* **Passage to read**:
I’m training a DETR object detection model on a custom dataset. I’m following this roboflow article;
How to Train RT-DETR on a Custom Dataset with Transformers
But when I run the Trainer API with custom_metrics
, I get the error “CUDA Out of Memory”. I have reduced batch_size from 16 until 1, but the same error of “Out of memory”. Here’s how I’m creating the custom_metrics function
id2label = {id: label for id, label in enumerate(train_ds.classes)}
label2id = {label: id for id, label in enumerate(train_ds.classes)}
@dataclass
class ModelOutput:
logits: torch.Tensor
pred_boxes: torch.Tensor
class MAPEvaluator:
def __init__(self, image_processor, threshold=0.00, id2label=None):
self.image_processor = image_processor
self.threshold = threshold
self.id2label = id2label
def collect_image_sizes(self, targets):
"""Collect image sizes across the dataset as list of tensors with shape [batch_size, 2]."""
image_sizes = []
for batch in targets:
batch_image_sizes = torch.tensor(np.array([x["size"] for x in batch]))
image_sizes.append(batch_image_sizes)

* **Material**:
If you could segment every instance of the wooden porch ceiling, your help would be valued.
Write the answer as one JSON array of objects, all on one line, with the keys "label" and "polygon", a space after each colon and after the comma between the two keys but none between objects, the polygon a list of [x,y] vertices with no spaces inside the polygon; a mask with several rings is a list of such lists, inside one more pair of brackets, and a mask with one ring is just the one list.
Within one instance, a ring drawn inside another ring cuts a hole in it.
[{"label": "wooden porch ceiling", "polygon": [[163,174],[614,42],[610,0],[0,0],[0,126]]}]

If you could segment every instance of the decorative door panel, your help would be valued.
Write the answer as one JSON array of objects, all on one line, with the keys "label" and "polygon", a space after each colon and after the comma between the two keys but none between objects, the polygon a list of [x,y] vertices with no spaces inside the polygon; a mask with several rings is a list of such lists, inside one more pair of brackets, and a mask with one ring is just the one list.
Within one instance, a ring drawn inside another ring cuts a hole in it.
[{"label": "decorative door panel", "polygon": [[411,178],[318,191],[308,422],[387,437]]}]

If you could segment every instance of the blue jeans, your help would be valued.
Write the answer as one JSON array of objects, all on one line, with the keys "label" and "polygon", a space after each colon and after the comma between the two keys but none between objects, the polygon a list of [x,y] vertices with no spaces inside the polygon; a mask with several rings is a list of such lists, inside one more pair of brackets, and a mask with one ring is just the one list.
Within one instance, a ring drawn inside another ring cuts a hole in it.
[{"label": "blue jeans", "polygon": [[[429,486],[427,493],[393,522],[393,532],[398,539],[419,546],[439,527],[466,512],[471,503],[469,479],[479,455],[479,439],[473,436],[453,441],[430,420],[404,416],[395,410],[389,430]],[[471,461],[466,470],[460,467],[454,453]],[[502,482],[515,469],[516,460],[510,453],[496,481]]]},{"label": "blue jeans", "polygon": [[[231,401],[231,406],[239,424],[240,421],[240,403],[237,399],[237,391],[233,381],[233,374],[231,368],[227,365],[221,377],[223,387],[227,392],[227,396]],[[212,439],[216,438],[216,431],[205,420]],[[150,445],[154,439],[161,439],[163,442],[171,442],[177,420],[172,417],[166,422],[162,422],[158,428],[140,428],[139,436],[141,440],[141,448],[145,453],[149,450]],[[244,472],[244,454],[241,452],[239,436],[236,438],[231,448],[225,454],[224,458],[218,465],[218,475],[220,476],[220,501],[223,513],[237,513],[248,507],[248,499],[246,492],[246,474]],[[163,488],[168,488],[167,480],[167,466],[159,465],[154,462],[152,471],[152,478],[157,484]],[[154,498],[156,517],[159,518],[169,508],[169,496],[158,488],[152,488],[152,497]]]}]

* **To-do list**:
• A. Extract every line of the records that contains the string "panel".
• B. Write what comes next in the forum post about the CUDA out-of-memory error while training DETR, continuing after its last line.

* **Responses to the exercise**:
• A.
If you could segment every instance of the decorative door panel, your help would be valued.
[{"label": "decorative door panel", "polygon": [[411,178],[318,191],[308,422],[387,437]]}]

• B.
return image_sizes
def collect_targets(self, targets, image_sizes):
post_processed_targets = []
for target_batch, image_size_batch in zip(targets, image_sizes):
for target, (height, width) in zip(target_batch, image_size_batch):
boxes = target["boxes"]
boxes = sv.xcycwh_to_xyxy(boxes)
boxes = boxes * np.array([width, height, width, height])
boxes = torch.tensor(boxes)
labels = torch.tensor(target["class_labels"])
post_processed_targets.append({"boxes": boxes, "labels": labels})
return post_processed_targets
def collect_predictions(self, predictions, image_sizes):
post_processed_predictions = []
for batch, target_sizes in zip(predictions, image_sizes):
batch_logits, batch_boxes = batch[1], batch[2]
output = ModelOutput(logits=torch.tensor(batch_logits), pred_boxes=torch.tensor(batch_boxes))
post_processed_output = self.image_processor.post_process_object_detection(
output, threshold=self.threshold, target_sizes=target_sizes
)
post_processed_predictions.extend(post_processed_output)
return post_processed_predictions
@torch.no_grad()
def __call__(self, evaluation_results):
predictions, targets = evaluation_results.predictions, evaluation_results.label_ids
image_sizes = self.collect_image_sizes(targets)
post_processed_targets = self.collect_targets(targets, image_sizes)
post_processed_predictions = self.collect_predictions(predictions, image_sizes)
evaluator = MeanAveragePrecision(box_format="xyxy", class_metrics=True)
evaluator.warn_on_many_detections = False
evaluator.update(post_processed_predictions, post_processed_targets)
metrics = evaluator.compute()
# Replace list of per class metrics with separate metric for each class
classes = metrics.pop("classes")
map_per_class = metrics.pop("map_per_class")
mar_100_per_class = metrics.pop("mar_100_per_class")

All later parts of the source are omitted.